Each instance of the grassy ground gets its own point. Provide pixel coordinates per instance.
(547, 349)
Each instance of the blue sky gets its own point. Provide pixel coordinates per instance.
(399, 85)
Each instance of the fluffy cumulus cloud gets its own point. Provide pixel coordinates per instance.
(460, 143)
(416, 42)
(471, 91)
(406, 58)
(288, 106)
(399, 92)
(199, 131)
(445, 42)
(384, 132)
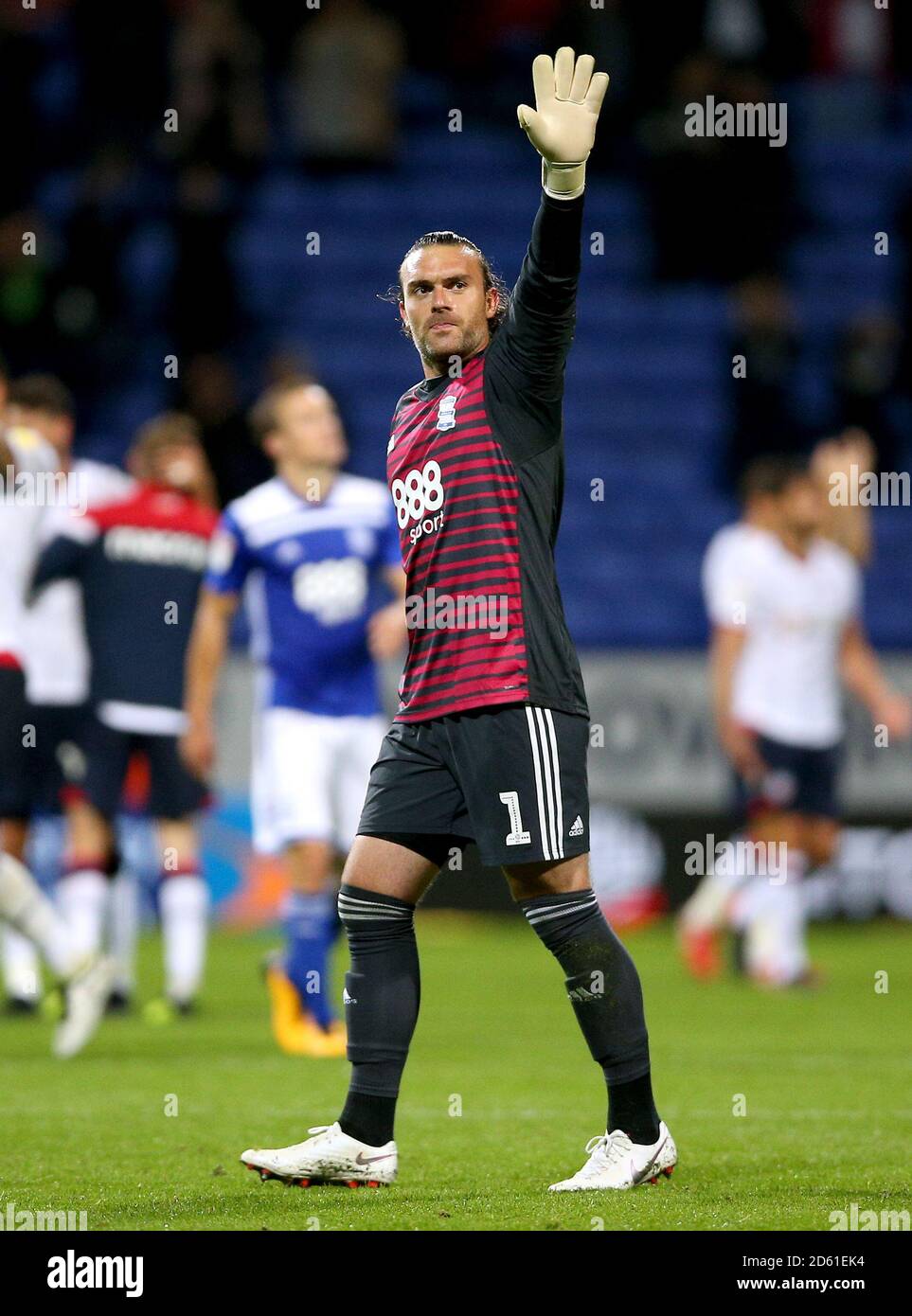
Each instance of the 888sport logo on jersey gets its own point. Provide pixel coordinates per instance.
(419, 496)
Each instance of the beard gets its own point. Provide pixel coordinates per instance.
(466, 344)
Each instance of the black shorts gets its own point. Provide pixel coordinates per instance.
(510, 778)
(16, 746)
(799, 780)
(172, 790)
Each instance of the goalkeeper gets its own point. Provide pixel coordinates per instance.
(492, 733)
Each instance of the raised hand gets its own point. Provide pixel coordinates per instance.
(563, 125)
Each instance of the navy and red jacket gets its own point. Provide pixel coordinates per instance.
(139, 562)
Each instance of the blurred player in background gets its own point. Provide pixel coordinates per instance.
(139, 562)
(784, 604)
(492, 736)
(26, 461)
(307, 549)
(57, 667)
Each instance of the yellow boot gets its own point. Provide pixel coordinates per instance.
(294, 1029)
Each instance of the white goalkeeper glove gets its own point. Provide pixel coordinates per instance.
(563, 125)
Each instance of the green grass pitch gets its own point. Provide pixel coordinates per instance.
(824, 1079)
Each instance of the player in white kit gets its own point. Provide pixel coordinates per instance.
(57, 688)
(27, 469)
(784, 607)
(314, 554)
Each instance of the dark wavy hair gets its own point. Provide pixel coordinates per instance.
(395, 293)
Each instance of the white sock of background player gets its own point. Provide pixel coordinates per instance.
(26, 907)
(183, 901)
(81, 898)
(21, 966)
(122, 930)
(776, 945)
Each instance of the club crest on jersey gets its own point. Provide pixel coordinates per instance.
(446, 412)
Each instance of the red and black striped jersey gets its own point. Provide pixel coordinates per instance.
(475, 469)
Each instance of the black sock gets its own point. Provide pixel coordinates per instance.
(604, 989)
(631, 1109)
(367, 1117)
(382, 994)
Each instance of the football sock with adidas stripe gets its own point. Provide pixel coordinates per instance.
(382, 995)
(604, 989)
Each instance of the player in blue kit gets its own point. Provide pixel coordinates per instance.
(313, 552)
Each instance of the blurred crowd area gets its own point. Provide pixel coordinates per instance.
(152, 243)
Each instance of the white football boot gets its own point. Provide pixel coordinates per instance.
(86, 998)
(330, 1157)
(615, 1163)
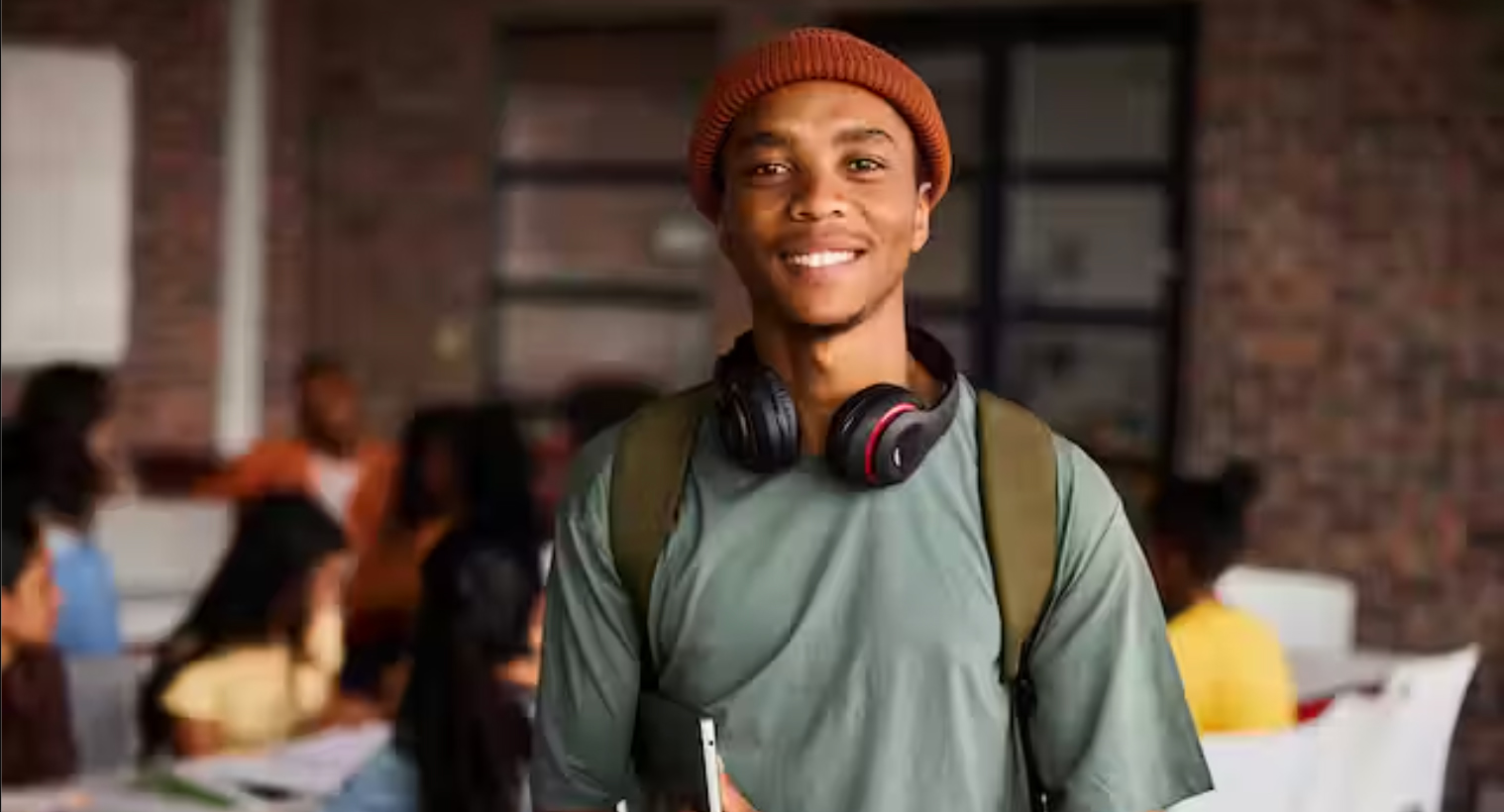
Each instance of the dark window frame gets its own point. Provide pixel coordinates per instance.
(508, 173)
(996, 34)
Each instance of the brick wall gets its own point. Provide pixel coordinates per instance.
(402, 145)
(1347, 309)
(167, 377)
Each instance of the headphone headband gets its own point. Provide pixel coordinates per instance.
(876, 438)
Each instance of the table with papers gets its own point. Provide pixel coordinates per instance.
(307, 771)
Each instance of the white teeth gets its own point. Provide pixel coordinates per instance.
(821, 258)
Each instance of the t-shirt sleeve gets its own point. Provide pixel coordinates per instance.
(1112, 730)
(197, 693)
(589, 690)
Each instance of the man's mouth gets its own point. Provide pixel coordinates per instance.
(821, 258)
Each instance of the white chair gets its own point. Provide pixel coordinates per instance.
(1407, 770)
(102, 695)
(1307, 611)
(162, 553)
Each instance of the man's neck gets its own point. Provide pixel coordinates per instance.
(823, 371)
(330, 449)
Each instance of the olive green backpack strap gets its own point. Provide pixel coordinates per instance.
(647, 484)
(1019, 512)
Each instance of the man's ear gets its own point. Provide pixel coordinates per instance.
(922, 206)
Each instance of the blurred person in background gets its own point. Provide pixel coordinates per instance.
(1233, 664)
(386, 585)
(63, 446)
(462, 734)
(331, 458)
(34, 690)
(256, 660)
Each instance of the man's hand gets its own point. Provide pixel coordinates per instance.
(731, 799)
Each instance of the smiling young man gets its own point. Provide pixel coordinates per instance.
(845, 637)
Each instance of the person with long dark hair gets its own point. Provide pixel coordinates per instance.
(34, 692)
(256, 659)
(386, 585)
(462, 736)
(1233, 664)
(61, 443)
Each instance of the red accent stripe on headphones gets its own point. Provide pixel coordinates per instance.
(877, 435)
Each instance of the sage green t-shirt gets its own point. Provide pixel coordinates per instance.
(847, 644)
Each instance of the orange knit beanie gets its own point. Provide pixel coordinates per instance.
(812, 54)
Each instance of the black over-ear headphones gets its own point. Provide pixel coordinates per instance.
(877, 438)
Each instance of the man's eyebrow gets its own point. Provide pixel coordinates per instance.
(864, 134)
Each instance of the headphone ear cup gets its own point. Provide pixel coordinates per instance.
(757, 420)
(854, 444)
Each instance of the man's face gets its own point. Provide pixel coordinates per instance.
(823, 203)
(331, 409)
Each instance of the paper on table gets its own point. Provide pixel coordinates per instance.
(310, 767)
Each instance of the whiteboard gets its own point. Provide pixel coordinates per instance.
(66, 199)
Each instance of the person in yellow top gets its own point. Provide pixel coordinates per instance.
(1235, 674)
(258, 658)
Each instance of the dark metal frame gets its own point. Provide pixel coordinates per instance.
(996, 34)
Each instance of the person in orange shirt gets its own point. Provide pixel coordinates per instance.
(1235, 674)
(331, 460)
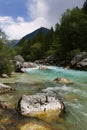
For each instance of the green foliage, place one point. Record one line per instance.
(6, 54)
(68, 37)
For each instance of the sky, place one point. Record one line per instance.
(20, 17)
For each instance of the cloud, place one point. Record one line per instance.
(41, 12)
(19, 28)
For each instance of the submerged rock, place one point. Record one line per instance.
(5, 88)
(4, 105)
(34, 126)
(41, 67)
(62, 80)
(39, 105)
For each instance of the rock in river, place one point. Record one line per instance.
(39, 104)
(5, 88)
(63, 81)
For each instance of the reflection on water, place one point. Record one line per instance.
(74, 96)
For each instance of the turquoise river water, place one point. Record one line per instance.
(34, 80)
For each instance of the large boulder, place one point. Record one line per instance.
(39, 104)
(5, 88)
(4, 105)
(18, 61)
(19, 58)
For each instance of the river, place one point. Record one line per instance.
(34, 80)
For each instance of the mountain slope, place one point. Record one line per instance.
(36, 32)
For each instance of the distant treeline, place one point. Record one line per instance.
(68, 37)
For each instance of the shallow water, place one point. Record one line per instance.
(74, 97)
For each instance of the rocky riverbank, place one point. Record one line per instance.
(40, 105)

******************************

REQUIREMENT: Copy out all the records exactly, excluding pictures.

FINISHED EXERCISE:
Each instance of the grassy ground gets its own point. Provide pixel coordinates per instance.
(547, 349)
Each instance of the blue sky gets its own point. Provide pixel coordinates per instance.
(399, 85)
Each instance of the fluffy cumulus cloud gets its own point. Provide pixel coordinates per instance.
(460, 143)
(416, 42)
(471, 91)
(406, 58)
(288, 106)
(399, 92)
(199, 131)
(445, 42)
(384, 132)
Each instance of the 888sport logo on jersey gets its own point. Provide pixel coordinates per instance.
(419, 496)
Each instance of the beard gets its own point. Provide pixel coordinates per instance.
(466, 344)
Each instance of the black shorts gets its own point. Provide pixel coordinates per instance.
(510, 778)
(16, 746)
(799, 780)
(172, 790)
Each instance of the goalkeeper gets its own point. Provide pixel coordinates per instance.
(492, 733)
Each instance of the raised hand gets its own point. Provide pixel coordinates per instance.
(563, 125)
Each instance of the navy and red jacket gets its own point. Provide pixel coordinates per instance.
(139, 562)
Each instance of the blurred player in background gets its own point. Provide pixel coordinates per instance.
(139, 562)
(784, 604)
(492, 736)
(26, 461)
(307, 549)
(57, 667)
Each instance of the yellow boot gets its own point. Provide pixel coordinates per instance.
(294, 1029)
Each instance of the white goalkeeper glove gets its own point. Provide pixel coordinates per instance.
(563, 125)
Each instance of the green grass pitch gets its own point. Provide pixel coordinates per instance.
(824, 1079)
Each instance of the player in white kit gets its own point. Provide pixel coordinates per instance.
(57, 688)
(27, 469)
(784, 607)
(314, 554)
Each instance of the dark wavy hair gets its own point. Provide pixel coordinates per instance.
(395, 293)
Each instance of the white sock of background player gets its own point. Provide pixel coordinates per instance.
(26, 907)
(183, 901)
(81, 898)
(21, 966)
(122, 930)
(776, 945)
Each instance of the club crest on jersey gets its own point. Provide pixel coordinates per instance.
(446, 412)
Each instance of the red and black striped jersey gets its own point. Provide pixel coordinates per instance.
(475, 469)
Each instance of the black sock gets its own point. Provide pixel coordinates per instance.
(604, 989)
(631, 1109)
(367, 1117)
(382, 994)
Each instance of the football sock with adidas stripe gets its own point. Provide pixel coordinates per instance.
(382, 995)
(604, 989)
Each instance of the player in blue kit gets its own point. Provide pixel coordinates per instance.
(313, 552)
Each instance of the blurred crowd area gets its own point. Provide pixel coordinates per instance.
(152, 243)
Each instance of the white football boot gets its own point. Provide pixel coordinates per instance.
(86, 998)
(330, 1157)
(615, 1163)
Each instance of the dark window frame gets its own point. Provide pixel coordinates per instance.
(508, 173)
(996, 34)
Each instance of the brick wall gets its own point. Provide pixel coordinates per instance.
(402, 145)
(1347, 309)
(167, 377)
Each instance of the headphone headband gets its own point. Provide pixel coordinates per instance.
(876, 438)
Each instance of the table with papers gets its own point. Provide pixel coordinates per instance.
(307, 771)
Each instance of the white teeth gets its own point. Provide pixel coordinates per instance.
(821, 258)
Each instance of the t-shirt sleeve gets its own point. Provide pixel coordinates per instance.
(1112, 730)
(197, 693)
(589, 690)
Each instance of the man's mouth gets its own point. Provide pixel coordinates per instance.
(821, 258)
Each instance of the white chair gets its own point. Provide pixel coordinates per instance.
(1407, 770)
(102, 695)
(1307, 611)
(162, 553)
Each instance of the man's neck gets its own point. Provide pixel coordinates per instance.
(823, 371)
(330, 449)
Each instance of the olive green backpack strap gets its own point. Provide pixel coordinates per instance.
(647, 484)
(1019, 512)
Each instance of the man's ear gets its own point. Provide pixel coordinates per instance.
(922, 206)
Each instance of the blurred person in background gets its own point. Provide pixel coordinates per instance.
(1233, 664)
(386, 585)
(63, 446)
(462, 734)
(331, 458)
(34, 690)
(256, 660)
Each instance of the man's hand gets its own point. Provide pixel coordinates per instance.
(731, 799)
Each instance of the smiling young man gets its own point. Provide pixel coordinates per instance.
(845, 637)
Each instance of the person with long dark hair gets its own point. Provide pixel coordinates per instance.
(34, 692)
(256, 659)
(386, 585)
(462, 736)
(1233, 664)
(61, 443)
Each instance of the red accent stripe on headphones gets its own point. Provide pixel coordinates per instance.
(877, 435)
Each instance of the sage green t-shirt gets its own point. Provide pixel coordinates per instance.
(847, 644)
Each instance of the orange knit beanie gets its own point. Provide pixel coordinates per instance.
(812, 54)
Each instance of the black over-ear headphones gets its own point. Provide pixel coordinates per instance.
(877, 438)
Each instance of the man's eyebrow gets its own point. Provide pixel coordinates per instance.
(864, 134)
Each instance of the headphone ear cup gets its own point. Provide pixel coordinates per instance.
(757, 420)
(854, 444)
Each instance of the man's face gets its own point. Provide pixel coordinates per instance.
(823, 203)
(331, 409)
Each instance of the paper on table gets its own point. Provide pixel coordinates per instance.
(310, 767)
Each instance of the whiteboard gets its own point. Provide pixel coordinates per instance.
(66, 199)
Each instance of the person in yellow top gets its own point. Provide pixel coordinates per instance.
(1235, 674)
(258, 658)
Each instance of the dark metal frame gets its own point. Provide pixel coordinates per instance.
(996, 34)
Each instance of the person in orange shirt gets its own point. Provide pixel coordinates per instance.
(1235, 674)
(331, 460)
For each instance of the green foliage, place one point. Record one line per instance.
(6, 54)
(68, 37)
For each instance of the sky, place one point. Record one line per instance.
(20, 17)
For each instance of the cloud, place one point. Record one line per instance.
(41, 12)
(19, 28)
For each instance of the submerged rock, place one point. Record one line per instance.
(5, 88)
(4, 105)
(34, 126)
(41, 67)
(62, 80)
(39, 105)
For each instance of the rock in river, place one point. Record one line per instance.
(39, 104)
(5, 88)
(63, 81)
For each instance of the reflection on water, place one point. Record one line per instance.
(74, 96)
For each instance of the turquoise river water, place one point. Record one line per instance.
(34, 80)
For each instance of the large boulder, place one point. Record one line per instance.
(39, 104)
(5, 88)
(4, 105)
(18, 61)
(19, 58)
For each instance of the river, place one point. Record one line per instance.
(34, 80)
For each instance of the mountain slope, place one point. Record one line per instance.
(36, 32)
For each instance of the distant treeline, place one point. Record one line per instance.
(68, 37)
For each instance of the shallow water, place one point. Record one line per instance.
(74, 97)
For each instance of the rocky riverbank, place one point. Record one line per instance.
(40, 105)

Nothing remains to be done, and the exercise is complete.